For each line of the data below that contains "pixel", return that line.
Top of RECORD SET
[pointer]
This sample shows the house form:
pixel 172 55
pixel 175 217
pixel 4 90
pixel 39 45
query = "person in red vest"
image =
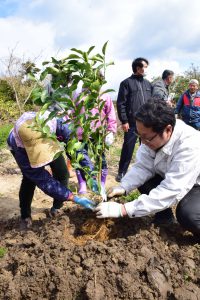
Bottom of RECORD SET
## YOUR RESPONSE
pixel 172 55
pixel 175 217
pixel 4 90
pixel 39 45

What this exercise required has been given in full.